§ **EXTRACTED ENTRIES**:
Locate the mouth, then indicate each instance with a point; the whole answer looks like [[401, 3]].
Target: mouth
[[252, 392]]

==

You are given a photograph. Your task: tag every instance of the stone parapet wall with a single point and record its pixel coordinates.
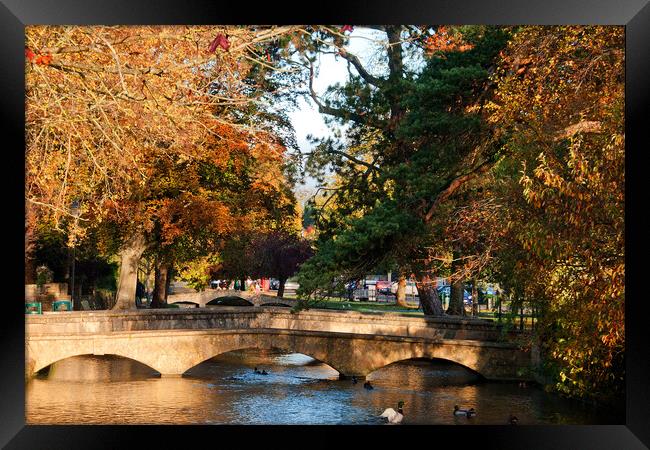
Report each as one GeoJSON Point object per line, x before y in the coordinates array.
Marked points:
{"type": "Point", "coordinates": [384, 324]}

§ **OBJECTIVE**: Copy the records word for word, from the line that contains "Locate the mouth, then" through the line that contains "[[252, 392]]", including both of those lines.

§ **FINISHED ANSWER**:
Locate the mouth, then indicate each instance with a point; the whole answer looks like [[401, 3]].
Target: mouth
[[252, 392]]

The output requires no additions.